The input section start

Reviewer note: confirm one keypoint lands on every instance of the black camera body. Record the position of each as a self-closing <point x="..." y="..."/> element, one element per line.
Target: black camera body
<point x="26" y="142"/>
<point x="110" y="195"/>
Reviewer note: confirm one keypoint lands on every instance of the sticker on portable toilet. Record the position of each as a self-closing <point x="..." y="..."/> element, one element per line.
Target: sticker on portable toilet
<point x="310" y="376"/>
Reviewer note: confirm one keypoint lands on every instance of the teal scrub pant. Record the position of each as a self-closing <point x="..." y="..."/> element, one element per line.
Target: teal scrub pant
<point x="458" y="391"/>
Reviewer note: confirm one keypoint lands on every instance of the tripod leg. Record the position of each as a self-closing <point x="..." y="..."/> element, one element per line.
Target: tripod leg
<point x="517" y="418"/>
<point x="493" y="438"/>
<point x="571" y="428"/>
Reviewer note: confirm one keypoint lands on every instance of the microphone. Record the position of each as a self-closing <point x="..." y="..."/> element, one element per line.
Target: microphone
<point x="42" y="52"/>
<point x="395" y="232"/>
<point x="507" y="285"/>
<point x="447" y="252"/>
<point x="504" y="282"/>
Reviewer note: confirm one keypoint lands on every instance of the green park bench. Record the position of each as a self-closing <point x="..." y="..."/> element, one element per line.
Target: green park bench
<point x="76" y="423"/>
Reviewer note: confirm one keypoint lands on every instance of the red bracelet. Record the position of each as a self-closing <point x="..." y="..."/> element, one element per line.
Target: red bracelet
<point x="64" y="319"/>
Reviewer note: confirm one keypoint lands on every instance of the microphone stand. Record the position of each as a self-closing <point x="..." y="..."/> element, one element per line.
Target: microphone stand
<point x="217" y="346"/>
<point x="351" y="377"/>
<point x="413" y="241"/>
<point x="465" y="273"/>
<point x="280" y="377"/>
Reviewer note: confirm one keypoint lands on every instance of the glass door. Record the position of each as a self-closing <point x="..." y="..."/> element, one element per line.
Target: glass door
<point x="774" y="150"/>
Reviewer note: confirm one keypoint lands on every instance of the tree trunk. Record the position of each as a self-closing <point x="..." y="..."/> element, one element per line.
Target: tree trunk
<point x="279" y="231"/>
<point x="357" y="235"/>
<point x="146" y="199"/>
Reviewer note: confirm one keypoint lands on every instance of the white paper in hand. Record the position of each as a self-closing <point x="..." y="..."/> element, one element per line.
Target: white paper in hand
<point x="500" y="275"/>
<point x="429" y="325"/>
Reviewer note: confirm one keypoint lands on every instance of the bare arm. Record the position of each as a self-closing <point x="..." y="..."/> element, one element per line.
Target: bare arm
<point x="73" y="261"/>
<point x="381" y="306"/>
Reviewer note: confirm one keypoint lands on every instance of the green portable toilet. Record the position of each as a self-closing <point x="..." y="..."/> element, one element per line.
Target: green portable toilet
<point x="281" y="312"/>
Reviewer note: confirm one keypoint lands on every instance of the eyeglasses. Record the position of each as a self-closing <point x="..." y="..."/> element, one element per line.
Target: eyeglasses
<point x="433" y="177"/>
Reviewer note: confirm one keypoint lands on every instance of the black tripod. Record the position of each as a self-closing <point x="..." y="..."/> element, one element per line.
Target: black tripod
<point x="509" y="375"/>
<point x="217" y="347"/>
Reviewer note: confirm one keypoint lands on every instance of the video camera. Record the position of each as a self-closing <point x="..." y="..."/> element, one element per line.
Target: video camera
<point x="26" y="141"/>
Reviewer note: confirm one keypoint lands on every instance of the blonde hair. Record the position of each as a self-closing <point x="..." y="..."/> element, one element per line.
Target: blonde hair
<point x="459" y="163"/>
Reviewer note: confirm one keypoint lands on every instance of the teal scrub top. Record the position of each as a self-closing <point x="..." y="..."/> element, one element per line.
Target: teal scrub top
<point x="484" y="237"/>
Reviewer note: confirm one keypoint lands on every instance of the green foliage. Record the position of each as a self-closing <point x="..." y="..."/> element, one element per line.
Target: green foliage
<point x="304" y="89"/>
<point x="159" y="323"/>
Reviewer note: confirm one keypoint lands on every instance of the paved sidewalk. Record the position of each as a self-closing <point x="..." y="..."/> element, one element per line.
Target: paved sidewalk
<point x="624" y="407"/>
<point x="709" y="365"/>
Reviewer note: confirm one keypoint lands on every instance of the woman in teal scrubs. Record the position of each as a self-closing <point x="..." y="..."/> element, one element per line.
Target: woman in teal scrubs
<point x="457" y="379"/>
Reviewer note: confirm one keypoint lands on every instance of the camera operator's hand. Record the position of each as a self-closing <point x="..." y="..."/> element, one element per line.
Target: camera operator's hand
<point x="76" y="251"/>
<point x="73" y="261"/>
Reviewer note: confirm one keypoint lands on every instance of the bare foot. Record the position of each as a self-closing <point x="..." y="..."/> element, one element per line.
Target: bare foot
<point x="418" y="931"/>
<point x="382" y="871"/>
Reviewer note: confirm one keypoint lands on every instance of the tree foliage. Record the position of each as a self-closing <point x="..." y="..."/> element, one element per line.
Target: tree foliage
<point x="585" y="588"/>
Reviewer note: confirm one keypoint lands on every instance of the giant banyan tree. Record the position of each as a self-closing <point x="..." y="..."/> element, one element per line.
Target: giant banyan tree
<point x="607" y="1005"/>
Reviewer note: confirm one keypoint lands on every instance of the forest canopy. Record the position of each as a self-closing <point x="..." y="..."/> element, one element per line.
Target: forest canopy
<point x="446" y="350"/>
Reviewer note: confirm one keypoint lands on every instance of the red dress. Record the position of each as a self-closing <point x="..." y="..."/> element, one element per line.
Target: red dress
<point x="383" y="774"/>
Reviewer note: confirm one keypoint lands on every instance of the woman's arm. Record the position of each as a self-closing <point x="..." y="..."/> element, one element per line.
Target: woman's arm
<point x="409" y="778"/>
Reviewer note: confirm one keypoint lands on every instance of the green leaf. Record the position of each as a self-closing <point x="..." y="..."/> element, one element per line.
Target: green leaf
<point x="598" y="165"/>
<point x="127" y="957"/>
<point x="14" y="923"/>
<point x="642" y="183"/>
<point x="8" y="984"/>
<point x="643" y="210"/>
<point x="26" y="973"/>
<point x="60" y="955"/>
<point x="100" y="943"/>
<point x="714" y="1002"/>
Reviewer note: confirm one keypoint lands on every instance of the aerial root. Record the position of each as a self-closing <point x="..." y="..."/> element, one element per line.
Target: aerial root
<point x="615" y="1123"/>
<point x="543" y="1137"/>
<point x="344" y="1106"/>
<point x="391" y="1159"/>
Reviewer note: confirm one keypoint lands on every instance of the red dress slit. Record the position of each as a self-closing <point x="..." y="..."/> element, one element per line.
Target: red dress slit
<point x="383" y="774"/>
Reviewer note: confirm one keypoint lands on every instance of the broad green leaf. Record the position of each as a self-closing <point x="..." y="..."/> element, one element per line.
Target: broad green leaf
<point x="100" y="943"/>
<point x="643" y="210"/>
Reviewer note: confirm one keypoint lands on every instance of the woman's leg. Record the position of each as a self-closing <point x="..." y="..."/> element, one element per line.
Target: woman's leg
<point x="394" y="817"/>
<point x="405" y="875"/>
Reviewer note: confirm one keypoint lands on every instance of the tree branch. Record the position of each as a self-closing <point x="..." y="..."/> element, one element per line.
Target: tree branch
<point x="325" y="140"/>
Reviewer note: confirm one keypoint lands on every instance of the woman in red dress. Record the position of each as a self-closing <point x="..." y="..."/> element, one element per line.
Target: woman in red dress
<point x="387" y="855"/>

The input section end

## Task item
Set down each record again, exactly as written.

## Finished exercise
Reviewer note: confirm one keypoint lands on every instance of the black camera body. Record the position of each as a self-closing <point x="..." y="..."/> element, one element per line.
Target: black camera body
<point x="26" y="142"/>
<point x="110" y="195"/>
Reviewer note: confirm one keypoint lands on every instance of the sticker on portable toilet. Record the position of each as a self-closing <point x="..." y="..."/> element, one element per line.
Target: sticker on portable toilet
<point x="310" y="376"/>
Reviewer note: confirm one keypoint lands on every instance of the teal scrub pant. Record the position of each as a self-closing <point x="..." y="..."/> element, one element per line.
Target: teal scrub pant
<point x="458" y="391"/>
Reviewer note: confirm one keypoint lands on every instance of the tripod leg. Record the position of each as a self-closing <point x="..." y="..."/> element, one element per line.
Target: tripod leg
<point x="517" y="418"/>
<point x="493" y="438"/>
<point x="571" y="428"/>
Reviewer note: confirm one keypoint lands on every instance of the microphone. Record the position of each as a self-closing <point x="..." y="..."/> element, one element per line.
Target: microphone
<point x="42" y="52"/>
<point x="395" y="232"/>
<point x="507" y="285"/>
<point x="447" y="252"/>
<point x="504" y="282"/>
Reviewer note: confirm one keypoint lands on every instance of the green park bench. Record the position of each as a self-closing <point x="..." y="..."/> element, one element per line.
Target: green park bench
<point x="76" y="423"/>
Reviewer note: confirm one keypoint lands on every instance of the red bracelet. Record the position of each as a self-closing <point x="..." y="..."/> element, one element per line.
Target: red bracelet
<point x="64" y="319"/>
Reviewer note: confirm one keypoint lands on every instance of the microphone stand. Record the position of each as a self-closing <point x="..." y="..."/> element, one element per line.
Target: microphone stand
<point x="217" y="346"/>
<point x="351" y="377"/>
<point x="413" y="241"/>
<point x="465" y="273"/>
<point x="280" y="377"/>
Reviewer note: confirm one keypoint lands on every instance of the glass door. Record the position of each as a self-closing <point x="..." y="..."/> element, one element per line.
Target: glass door
<point x="774" y="150"/>
Reviewer note: confirm one keypoint lands on every instance of the tree trunk. Record the position of each as a self-closing <point x="..." y="..."/> element, one element per line.
Target: tree trunk
<point x="279" y="231"/>
<point x="357" y="235"/>
<point x="146" y="199"/>
Reviewer note: confirm one keypoint lands on every instance of the white paper in hand. Record the position of each as a self-closing <point x="..." y="..."/> element, one element per line.
Target: white paper in hand
<point x="500" y="275"/>
<point x="429" y="325"/>
Reviewer note: confirm one keypoint lands on every instance of the bare arm. Record the position of each as a self-closing <point x="..." y="..."/> element, one element per line.
Target: bare arm
<point x="73" y="261"/>
<point x="381" y="306"/>
Reviewer note: confirm one keypoint lands on every instance of the green portable toilet. Record the position of each as a self-closing <point x="..." y="..."/> element, one element per line.
Target: green portable toilet
<point x="281" y="312"/>
Reviewer note: confirm one keypoint lands on every instance of the eyeglasses. Record the position of each as a self-closing <point x="..." y="..."/> element, one element per line.
Target: eyeglasses
<point x="433" y="177"/>
Reviewer note: confirm one keypoint lands on every instance of the black tripod. Record the position of each as a self-closing <point x="..." y="..."/> element, one element per line.
Target: black tripod
<point x="509" y="375"/>
<point x="217" y="347"/>
Reviewer note: confirm one keypoint lands on every instance of the video camera. Record the position of each as a self-closing <point x="..." y="..."/> element, one element per line.
Target: video camera
<point x="26" y="141"/>
Reviewer note: confirm one keypoint lands on every instance of the blonde hair. Record the position of each as a self-closing <point x="..." y="..."/> element, one element per line.
Target: blonde hair
<point x="459" y="163"/>
Reviewer note: confirm one keypoint lands on every instance of the teal scrub top. Record the position of each as a self-closing <point x="..." y="..."/> element, one element per line.
Target: teal scrub top
<point x="484" y="237"/>
Reviewer note: confirm one keypoint lands on every instance of the green foliage. Record the position of each as a self-closing <point x="..." y="..."/> element, one element per line.
Target: green foliage
<point x="304" y="89"/>
<point x="159" y="323"/>
Reviewer note: confirm one keypoint lands on every instance of the paved sidewalk. Record the position of each as a self-closing <point x="..." y="..."/> element, one element per line.
Target: paved sidewalk
<point x="624" y="407"/>
<point x="709" y="365"/>
Reviewer note: confirm one keypoint lands on every instance of the woman in teal scrubs. Record the position of each as a self-closing <point x="..." y="..."/> element, one element per line.
Target: woman in teal scrubs
<point x="457" y="379"/>
Reviewer note: confirm one keypoint lands on every instance of the camera operator's hand. Record the position of each as a self-closing <point x="..." y="..."/> element, one element per line.
Target: camera operator's hand
<point x="76" y="251"/>
<point x="73" y="261"/>
Reviewer note: confirm one keypoint lands on every instance of the bare foot. Record the position of each as a self-closing <point x="..." y="..."/> element, one element per line.
Target: bare foot
<point x="418" y="931"/>
<point x="382" y="871"/>
Reviewer note: confirm one keypoint lands on every instance of the tree foliage. Record the position of each as a self-closing <point x="..." y="..."/> element, one element per line.
Target: tree foliage
<point x="585" y="588"/>
Reviewer note: confirm one keypoint lands on every instance of the giant banyan tree. Record the position of each as a self-closing <point x="..." y="..."/> element, one element per line.
Target: giant banyan tree
<point x="607" y="1005"/>
Reviewer note: confirm one keypoint lands on every instance of the forest canopy. Record the position of each as a self-closing <point x="..." y="..."/> element, one element per line.
Target: forest canopy
<point x="446" y="350"/>
Reviewer note: confirm one keypoint lands on every instance of the red dress. Record the position of each as a self-closing <point x="..." y="..."/> element, one element per line.
Target: red dress
<point x="383" y="774"/>
Reviewer note: confirm one keypoint lands on every instance of the woman's arm. Record the position of each as a self-closing <point x="..." y="..."/> element, one element per line.
Target: woman's arm
<point x="409" y="778"/>
Reviewer note: confirm one keypoint lands on every instance of the green leaf. Record the position of each as a self-closing <point x="..." y="..."/> element, one element per line.
Target: green leaf
<point x="598" y="165"/>
<point x="127" y="957"/>
<point x="14" y="923"/>
<point x="642" y="183"/>
<point x="8" y="984"/>
<point x="643" y="210"/>
<point x="26" y="973"/>
<point x="60" y="955"/>
<point x="100" y="943"/>
<point x="714" y="1002"/>
Reviewer note: confirm one keypoint lands on every instance of the aerial root. Record the position of each as a self-closing <point x="..." y="..."/> element, one element per line.
Target: aerial root
<point x="615" y="1123"/>
<point x="543" y="1137"/>
<point x="344" y="1106"/>
<point x="391" y="1159"/>
Reviewer note: confirm one keypoint lands on every instance of the red dress slit. Record the position of each as a self-closing <point x="..." y="..."/> element, one element per line.
Target: red dress slit
<point x="383" y="774"/>
Reviewer note: confirm one keypoint lands on every instance of the broad green leaf. Record the position of each as a self-closing <point x="..." y="..."/> element, one element per line.
Target: broad green leaf
<point x="100" y="943"/>
<point x="643" y="210"/>
Reviewer note: confirm one keypoint lands on every instance of the woman's leg. Record the position of each as a self-closing <point x="..." y="..."/> element, one element per line.
Target: woman's leg
<point x="394" y="817"/>
<point x="405" y="875"/>
Reviewer note: confirm one keypoint lands on every instance of the tree branch. Record the position of each as a self-closing <point x="..." y="..."/> element, one element per line.
Target: tree branch
<point x="325" y="140"/>
Reviewer note: confirm one keypoint lands on every instance of the woman in red dress. Record the position of each as a self-closing <point x="..." y="..."/> element, one element per line.
Target: woman in red dress
<point x="387" y="855"/>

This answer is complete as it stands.